説明

道案内システムおよび道案内方法

【課題】直感的にわかりやすい簡便な道案内システムを提供する。
【解決手段】利用者が本道案内システムに近づくと、制御装置は撮像機2の画像から利用者を認識し、制御装置の指示により、記憶装置に記憶されている地図情報Mが画像投影装置1によって利用者近傍の床面に投影される。利用者が地図情報Mに表示される目的地を指示すると、撮像機2が撮像した利用者の動きに基づいて制御装置が目的地を判断して目的地の方向を決定し、制御装置の指示により、記憶装置に記憶されている目的地の方向を示す方向指示マークDが画像投影装置1によって利用者近傍の床面に投影される。

【発明の詳細な説明】
【技術分野】
【0001】
本発明は、公共施設や商業施設などに設置して、目的地に応じた道案内情報を表示する道案内システムおよび道案内方法に関する。
【背景技術】
【0002】
従来より、施設案内手段あるいは装置として、パンフレットや壁に地図を掲示したり、携帯電話や携帯情報端末を利用した地図情報サービスなどがある(例えば、特許文献1参照)。
これらの案内はそれなりに有効であるが、地図と周りの様子を整合させようとした場合、自分の(想定している)向きと地図の向きに違いがあると、迷いを生じ、最悪の場合、目的地に到達できなくなることがある。特に、屋内施設や地下街、駅の出口、展示場など各方向が似たような景色であったり、記憶と似た景色がある場合、思い込みによる間違いを生じやすい。
【0003】
そこで、特許文献2では、以下の情報表示方法及びシステムが開示されている。即ち、顧客が携帯する識別タグから、顧客に固有の識別タグ情報と位置情報を認識装置が受信して設備サーバの認識用PCに当該情報が送られると、認識用PCがこの情報を解析し、解析結果が画像データサーバに送られる。そうすると、 画像生成用PCが 、かかる画像データから案内画像信号を 生成し、顧客に最も近い画像投影装置を介して 顧客の近傍の床面に案内画像を表示させるものである 。そして、この方法によれば、データが水平面に投影されるので、方向感覚のずれが起こりにくいという利点がある。
【特許文献1】特開2003−70041号公報
【特許文献2】特開2004−110377号公報
【発明の開示】
【発明が解決しようとする課題】
【0004】
しかしながら、特許文献2に記載された情報表示方法及びシステムの場合、利用者が常時、識別タグを携帯しておく必要があるうえ、大掛りなシステムとなるため、コストが掛かるという問題がある。

[記録]
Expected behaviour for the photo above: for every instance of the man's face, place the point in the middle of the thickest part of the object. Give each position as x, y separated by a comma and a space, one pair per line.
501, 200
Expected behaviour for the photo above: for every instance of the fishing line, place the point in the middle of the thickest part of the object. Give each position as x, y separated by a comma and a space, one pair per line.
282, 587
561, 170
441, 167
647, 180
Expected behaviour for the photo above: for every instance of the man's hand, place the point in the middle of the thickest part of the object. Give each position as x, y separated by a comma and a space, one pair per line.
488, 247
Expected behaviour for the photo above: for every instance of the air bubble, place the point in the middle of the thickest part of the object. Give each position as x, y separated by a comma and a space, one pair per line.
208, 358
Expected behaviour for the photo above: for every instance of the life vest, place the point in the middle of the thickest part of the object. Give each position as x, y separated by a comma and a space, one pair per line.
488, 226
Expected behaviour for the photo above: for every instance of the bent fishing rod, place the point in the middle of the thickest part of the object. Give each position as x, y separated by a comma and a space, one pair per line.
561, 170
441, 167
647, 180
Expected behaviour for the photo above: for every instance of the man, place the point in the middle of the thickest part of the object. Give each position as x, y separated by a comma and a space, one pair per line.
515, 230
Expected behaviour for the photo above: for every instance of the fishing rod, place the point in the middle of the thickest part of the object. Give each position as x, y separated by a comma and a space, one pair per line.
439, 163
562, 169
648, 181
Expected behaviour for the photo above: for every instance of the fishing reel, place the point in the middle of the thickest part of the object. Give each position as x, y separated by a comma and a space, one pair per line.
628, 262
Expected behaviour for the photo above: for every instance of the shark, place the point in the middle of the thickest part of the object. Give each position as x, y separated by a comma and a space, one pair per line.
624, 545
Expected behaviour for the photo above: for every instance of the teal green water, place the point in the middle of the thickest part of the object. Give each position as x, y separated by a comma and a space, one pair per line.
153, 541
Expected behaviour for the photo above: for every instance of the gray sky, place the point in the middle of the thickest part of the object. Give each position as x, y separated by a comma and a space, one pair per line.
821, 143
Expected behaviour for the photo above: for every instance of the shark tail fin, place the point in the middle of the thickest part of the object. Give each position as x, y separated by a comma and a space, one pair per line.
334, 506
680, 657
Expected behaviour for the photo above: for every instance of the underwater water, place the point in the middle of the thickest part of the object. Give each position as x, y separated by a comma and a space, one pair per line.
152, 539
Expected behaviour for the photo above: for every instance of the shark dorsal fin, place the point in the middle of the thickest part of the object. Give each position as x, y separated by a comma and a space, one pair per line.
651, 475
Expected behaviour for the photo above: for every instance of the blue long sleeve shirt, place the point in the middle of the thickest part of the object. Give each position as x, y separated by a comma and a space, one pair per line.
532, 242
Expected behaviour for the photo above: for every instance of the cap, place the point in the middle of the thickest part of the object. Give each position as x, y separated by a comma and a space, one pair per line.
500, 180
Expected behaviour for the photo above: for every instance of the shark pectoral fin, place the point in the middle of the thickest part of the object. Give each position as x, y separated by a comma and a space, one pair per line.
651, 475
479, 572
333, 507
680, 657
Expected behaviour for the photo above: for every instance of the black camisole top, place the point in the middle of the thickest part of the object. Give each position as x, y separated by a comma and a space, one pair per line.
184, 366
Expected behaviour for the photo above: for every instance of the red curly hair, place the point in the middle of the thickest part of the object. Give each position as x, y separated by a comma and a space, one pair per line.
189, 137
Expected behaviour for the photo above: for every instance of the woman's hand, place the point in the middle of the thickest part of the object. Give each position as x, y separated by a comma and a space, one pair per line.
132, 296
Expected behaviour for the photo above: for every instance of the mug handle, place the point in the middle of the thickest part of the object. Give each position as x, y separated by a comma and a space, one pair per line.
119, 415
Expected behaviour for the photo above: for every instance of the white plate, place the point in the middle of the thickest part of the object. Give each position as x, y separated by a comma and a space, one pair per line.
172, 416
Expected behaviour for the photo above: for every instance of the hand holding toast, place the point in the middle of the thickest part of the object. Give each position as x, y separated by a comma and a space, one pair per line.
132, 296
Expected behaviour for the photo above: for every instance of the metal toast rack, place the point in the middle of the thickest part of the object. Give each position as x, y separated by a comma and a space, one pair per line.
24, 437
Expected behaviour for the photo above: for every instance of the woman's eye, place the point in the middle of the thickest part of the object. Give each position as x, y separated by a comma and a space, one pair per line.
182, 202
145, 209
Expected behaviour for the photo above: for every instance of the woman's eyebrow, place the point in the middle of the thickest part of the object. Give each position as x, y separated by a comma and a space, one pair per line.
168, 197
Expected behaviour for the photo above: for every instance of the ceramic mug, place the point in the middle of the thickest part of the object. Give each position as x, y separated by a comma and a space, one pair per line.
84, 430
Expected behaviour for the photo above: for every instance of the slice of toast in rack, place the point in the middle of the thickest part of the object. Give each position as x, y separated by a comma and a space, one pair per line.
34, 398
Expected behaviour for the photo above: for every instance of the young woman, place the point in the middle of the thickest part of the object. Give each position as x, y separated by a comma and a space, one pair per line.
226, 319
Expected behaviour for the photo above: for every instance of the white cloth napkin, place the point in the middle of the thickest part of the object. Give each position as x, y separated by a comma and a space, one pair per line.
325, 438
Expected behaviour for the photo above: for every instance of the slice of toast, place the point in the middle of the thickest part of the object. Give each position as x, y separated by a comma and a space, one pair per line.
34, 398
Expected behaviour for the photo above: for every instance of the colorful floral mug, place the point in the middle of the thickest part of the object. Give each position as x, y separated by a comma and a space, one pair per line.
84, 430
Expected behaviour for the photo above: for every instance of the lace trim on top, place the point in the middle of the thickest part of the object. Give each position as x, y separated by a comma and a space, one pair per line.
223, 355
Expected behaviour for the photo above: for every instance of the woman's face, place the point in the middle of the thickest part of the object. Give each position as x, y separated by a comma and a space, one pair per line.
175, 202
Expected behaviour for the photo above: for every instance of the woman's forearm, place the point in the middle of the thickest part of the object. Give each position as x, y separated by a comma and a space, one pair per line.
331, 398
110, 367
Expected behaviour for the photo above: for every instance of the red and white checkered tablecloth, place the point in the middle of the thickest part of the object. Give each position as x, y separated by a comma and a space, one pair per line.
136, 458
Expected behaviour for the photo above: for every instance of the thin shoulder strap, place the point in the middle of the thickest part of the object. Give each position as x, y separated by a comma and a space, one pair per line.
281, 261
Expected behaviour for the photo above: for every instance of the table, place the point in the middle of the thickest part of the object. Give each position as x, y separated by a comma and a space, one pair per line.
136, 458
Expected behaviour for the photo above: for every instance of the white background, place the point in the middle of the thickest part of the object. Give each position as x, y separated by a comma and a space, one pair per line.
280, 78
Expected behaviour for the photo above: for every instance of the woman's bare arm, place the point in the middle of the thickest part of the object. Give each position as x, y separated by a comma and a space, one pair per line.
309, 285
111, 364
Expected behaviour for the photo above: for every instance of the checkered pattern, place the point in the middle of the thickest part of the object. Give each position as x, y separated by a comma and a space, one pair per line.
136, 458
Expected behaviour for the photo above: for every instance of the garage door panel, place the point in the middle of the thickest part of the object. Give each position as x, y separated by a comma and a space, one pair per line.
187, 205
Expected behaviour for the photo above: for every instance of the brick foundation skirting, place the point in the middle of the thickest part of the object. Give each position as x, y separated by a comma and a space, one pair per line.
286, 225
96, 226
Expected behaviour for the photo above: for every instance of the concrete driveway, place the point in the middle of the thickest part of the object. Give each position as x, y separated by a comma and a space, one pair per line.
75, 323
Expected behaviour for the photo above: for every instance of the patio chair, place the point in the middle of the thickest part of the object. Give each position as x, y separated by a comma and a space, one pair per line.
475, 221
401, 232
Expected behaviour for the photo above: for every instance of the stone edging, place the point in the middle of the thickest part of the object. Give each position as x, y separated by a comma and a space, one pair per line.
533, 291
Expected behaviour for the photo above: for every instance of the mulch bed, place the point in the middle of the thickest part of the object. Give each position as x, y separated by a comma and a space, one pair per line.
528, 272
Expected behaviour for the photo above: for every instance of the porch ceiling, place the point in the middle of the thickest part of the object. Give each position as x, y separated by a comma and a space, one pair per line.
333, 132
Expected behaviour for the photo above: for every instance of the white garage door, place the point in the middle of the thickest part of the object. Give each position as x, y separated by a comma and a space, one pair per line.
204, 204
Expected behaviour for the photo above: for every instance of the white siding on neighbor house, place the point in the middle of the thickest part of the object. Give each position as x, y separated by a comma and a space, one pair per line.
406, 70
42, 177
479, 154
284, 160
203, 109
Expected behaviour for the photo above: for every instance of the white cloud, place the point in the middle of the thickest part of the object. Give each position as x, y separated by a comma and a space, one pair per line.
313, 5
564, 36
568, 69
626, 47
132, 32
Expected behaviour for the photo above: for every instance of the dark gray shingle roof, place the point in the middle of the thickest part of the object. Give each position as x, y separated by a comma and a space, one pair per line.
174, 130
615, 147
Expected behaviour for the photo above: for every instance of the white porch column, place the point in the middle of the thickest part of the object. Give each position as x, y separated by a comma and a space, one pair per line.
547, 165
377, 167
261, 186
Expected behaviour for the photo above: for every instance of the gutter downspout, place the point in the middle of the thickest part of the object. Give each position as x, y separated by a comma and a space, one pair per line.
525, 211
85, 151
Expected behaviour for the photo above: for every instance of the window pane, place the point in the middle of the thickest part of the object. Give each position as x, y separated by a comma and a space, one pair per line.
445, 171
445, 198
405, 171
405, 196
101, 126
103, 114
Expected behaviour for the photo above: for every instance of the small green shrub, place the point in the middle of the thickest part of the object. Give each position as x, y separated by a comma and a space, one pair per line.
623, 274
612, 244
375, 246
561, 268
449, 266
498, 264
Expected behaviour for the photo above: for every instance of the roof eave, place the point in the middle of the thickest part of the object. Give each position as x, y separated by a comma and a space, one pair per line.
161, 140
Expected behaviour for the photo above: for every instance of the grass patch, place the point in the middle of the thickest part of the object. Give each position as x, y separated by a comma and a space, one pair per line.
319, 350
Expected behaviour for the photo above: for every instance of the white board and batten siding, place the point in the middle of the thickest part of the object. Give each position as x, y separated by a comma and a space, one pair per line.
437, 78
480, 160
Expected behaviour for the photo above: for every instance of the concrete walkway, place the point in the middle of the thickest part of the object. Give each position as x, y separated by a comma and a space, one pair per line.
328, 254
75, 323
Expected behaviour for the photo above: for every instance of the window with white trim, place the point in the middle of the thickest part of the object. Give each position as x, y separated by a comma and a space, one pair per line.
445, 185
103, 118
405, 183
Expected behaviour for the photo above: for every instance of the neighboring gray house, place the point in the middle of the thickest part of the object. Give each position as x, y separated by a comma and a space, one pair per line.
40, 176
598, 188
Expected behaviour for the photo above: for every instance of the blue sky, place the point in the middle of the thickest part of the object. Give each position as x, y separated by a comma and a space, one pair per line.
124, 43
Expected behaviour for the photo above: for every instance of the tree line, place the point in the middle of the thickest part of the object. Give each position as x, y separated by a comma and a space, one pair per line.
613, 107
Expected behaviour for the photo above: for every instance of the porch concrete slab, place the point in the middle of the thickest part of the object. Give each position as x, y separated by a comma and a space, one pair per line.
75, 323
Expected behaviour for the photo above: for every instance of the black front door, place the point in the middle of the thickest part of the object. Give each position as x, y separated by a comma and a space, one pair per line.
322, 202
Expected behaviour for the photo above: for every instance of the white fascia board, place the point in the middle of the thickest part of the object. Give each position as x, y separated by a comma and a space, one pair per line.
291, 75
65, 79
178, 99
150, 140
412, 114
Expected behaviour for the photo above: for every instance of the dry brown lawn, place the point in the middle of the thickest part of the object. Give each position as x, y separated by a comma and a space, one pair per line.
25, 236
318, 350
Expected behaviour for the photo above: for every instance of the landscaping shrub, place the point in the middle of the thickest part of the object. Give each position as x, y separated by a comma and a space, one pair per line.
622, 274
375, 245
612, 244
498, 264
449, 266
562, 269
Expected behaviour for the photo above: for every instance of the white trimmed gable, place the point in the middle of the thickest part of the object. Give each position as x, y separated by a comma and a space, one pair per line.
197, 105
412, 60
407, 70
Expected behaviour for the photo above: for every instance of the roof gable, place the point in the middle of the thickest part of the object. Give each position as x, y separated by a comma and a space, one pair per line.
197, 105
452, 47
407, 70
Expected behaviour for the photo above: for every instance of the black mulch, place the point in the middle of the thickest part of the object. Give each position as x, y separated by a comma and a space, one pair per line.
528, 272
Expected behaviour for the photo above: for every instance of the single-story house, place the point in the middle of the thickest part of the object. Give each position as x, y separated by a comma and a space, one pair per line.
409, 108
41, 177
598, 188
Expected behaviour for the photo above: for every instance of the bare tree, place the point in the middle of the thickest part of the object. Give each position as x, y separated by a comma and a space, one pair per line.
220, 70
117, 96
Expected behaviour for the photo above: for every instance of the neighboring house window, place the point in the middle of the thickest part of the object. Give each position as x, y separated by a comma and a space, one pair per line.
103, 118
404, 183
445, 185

作業内容
道案内システムに関する本文について、次の1.〜3.の記述は本文の内容と合っていますか。それぞれ「はい」か「いいえ」で答え、判断の根拠となる本文の語句をそのまま引用してください。
1. 特許文献2の方法では、案内画像が顧客の近くの床面に表示される。
2. 本発明は、家庭内に設置して使うことを想定している。
3. 特許文献2のシステムでは、利用者が識別タグを持ち歩く必要はない。
この資料は本文とは関係がありません。

解答
1. はい:「顧客の近傍の床面に案内画像を表示させるものである」
2. いいえ:「公共施設や商業施設などに設置して」
3. いいえ:「利用者が常時、識別タグを携帯しておく必要がある」